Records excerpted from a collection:
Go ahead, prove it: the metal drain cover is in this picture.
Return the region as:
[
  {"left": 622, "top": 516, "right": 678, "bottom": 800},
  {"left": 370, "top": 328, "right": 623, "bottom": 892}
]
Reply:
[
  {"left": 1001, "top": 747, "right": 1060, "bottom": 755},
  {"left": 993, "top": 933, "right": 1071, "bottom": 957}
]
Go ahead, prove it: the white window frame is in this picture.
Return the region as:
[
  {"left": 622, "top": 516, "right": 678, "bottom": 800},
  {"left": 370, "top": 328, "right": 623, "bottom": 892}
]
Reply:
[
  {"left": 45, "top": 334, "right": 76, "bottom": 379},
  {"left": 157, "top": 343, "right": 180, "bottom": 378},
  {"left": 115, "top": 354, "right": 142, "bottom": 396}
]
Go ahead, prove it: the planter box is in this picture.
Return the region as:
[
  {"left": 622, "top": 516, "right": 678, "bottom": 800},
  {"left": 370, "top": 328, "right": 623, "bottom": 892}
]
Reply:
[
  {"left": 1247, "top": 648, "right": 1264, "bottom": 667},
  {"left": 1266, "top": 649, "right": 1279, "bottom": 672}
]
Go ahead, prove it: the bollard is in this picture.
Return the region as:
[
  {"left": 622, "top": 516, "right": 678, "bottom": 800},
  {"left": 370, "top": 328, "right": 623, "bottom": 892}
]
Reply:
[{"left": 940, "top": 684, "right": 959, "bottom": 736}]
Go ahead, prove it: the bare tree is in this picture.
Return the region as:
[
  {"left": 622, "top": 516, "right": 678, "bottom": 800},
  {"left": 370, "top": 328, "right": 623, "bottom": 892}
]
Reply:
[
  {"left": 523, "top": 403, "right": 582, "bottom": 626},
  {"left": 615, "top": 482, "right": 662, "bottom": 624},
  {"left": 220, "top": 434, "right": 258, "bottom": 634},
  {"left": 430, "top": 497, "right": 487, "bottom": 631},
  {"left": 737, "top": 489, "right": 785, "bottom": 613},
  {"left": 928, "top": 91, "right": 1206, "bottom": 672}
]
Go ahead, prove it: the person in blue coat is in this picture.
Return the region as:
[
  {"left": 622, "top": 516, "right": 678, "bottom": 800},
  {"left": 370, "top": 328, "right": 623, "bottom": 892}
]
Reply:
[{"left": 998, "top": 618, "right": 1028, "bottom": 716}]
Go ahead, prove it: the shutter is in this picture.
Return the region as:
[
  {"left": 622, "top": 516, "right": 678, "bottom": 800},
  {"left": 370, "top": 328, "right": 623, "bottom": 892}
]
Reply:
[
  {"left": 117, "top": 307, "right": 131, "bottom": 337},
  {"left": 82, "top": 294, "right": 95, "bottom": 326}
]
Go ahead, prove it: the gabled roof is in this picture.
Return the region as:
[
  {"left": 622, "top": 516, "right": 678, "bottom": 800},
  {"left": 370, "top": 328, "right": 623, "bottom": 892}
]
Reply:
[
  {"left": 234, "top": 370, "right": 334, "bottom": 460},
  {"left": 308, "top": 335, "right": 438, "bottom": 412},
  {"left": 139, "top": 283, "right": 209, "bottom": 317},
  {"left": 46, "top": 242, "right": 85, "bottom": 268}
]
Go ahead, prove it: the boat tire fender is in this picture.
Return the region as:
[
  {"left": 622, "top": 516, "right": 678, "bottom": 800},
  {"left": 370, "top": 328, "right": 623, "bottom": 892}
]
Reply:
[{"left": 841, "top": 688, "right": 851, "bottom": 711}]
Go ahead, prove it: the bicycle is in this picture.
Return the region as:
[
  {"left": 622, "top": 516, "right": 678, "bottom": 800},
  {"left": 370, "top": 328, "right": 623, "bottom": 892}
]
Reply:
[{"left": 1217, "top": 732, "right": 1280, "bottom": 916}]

## Your objective
Output the records in full. Keep every character as it is.

## Answer box
Go ahead, prove it: the metal drain cover is in this picture.
Return the region as:
[
  {"left": 622, "top": 516, "right": 678, "bottom": 800},
  {"left": 370, "top": 328, "right": 623, "bottom": 892}
]
Reply:
[
  {"left": 1001, "top": 747, "right": 1060, "bottom": 755},
  {"left": 993, "top": 933, "right": 1071, "bottom": 957}
]
Go ahead, prove it: the white window frame is in this picture.
Return the region as:
[
  {"left": 622, "top": 516, "right": 678, "bottom": 800},
  {"left": 370, "top": 328, "right": 623, "bottom": 892}
]
Reply:
[
  {"left": 45, "top": 334, "right": 76, "bottom": 379},
  {"left": 157, "top": 343, "right": 180, "bottom": 378},
  {"left": 115, "top": 354, "right": 142, "bottom": 396}
]
Go ahead, prove it: the planter box is in this picture.
Return the region as:
[
  {"left": 622, "top": 516, "right": 678, "bottom": 800},
  {"left": 370, "top": 328, "right": 623, "bottom": 892}
]
Reply:
[
  {"left": 1247, "top": 648, "right": 1264, "bottom": 667},
  {"left": 1266, "top": 649, "right": 1279, "bottom": 672}
]
Go ahead, prove it: the bollard is in this picture.
Return the region as:
[
  {"left": 622, "top": 516, "right": 678, "bottom": 800},
  {"left": 370, "top": 328, "right": 623, "bottom": 892}
]
Reply:
[{"left": 940, "top": 684, "right": 959, "bottom": 736}]
Go ahead, prove it: the bare tree is in this picture.
Return the region as:
[
  {"left": 622, "top": 516, "right": 678, "bottom": 800},
  {"left": 370, "top": 328, "right": 623, "bottom": 892}
]
Reply:
[
  {"left": 523, "top": 403, "right": 582, "bottom": 626},
  {"left": 615, "top": 482, "right": 662, "bottom": 624},
  {"left": 220, "top": 434, "right": 258, "bottom": 634},
  {"left": 430, "top": 497, "right": 487, "bottom": 631},
  {"left": 737, "top": 489, "right": 785, "bottom": 613},
  {"left": 928, "top": 91, "right": 1206, "bottom": 672}
]
Go ahead, prove it: the person in blue coat is in this picture.
Return the region as:
[
  {"left": 622, "top": 516, "right": 678, "bottom": 800},
  {"left": 370, "top": 328, "right": 623, "bottom": 892}
]
Reply:
[{"left": 998, "top": 618, "right": 1028, "bottom": 716}]
Go ahead, prove it: the shutter is in this picture.
Return the region as:
[
  {"left": 622, "top": 516, "right": 678, "bottom": 800},
  {"left": 370, "top": 328, "right": 623, "bottom": 892}
]
Reply:
[
  {"left": 117, "top": 307, "right": 131, "bottom": 337},
  {"left": 82, "top": 294, "right": 95, "bottom": 326}
]
Go ahead, prove it: the gabled roof is in this picture.
Return the region as:
[
  {"left": 622, "top": 516, "right": 678, "bottom": 800},
  {"left": 370, "top": 328, "right": 623, "bottom": 892}
]
Reply:
[
  {"left": 234, "top": 370, "right": 334, "bottom": 460},
  {"left": 308, "top": 335, "right": 438, "bottom": 412},
  {"left": 139, "top": 283, "right": 209, "bottom": 317},
  {"left": 46, "top": 242, "right": 85, "bottom": 268}
]
Go ahead, prove it: the boat tire fender is in this picture.
Return the region as:
[
  {"left": 622, "top": 516, "right": 678, "bottom": 800},
  {"left": 370, "top": 328, "right": 623, "bottom": 892}
]
Reply:
[{"left": 841, "top": 688, "right": 851, "bottom": 711}]
Go ahead, prove it: the bicycle is in this picture.
Return the region as:
[
  {"left": 622, "top": 516, "right": 678, "bottom": 800},
  {"left": 370, "top": 328, "right": 623, "bottom": 892}
]
Reply:
[{"left": 1217, "top": 732, "right": 1280, "bottom": 916}]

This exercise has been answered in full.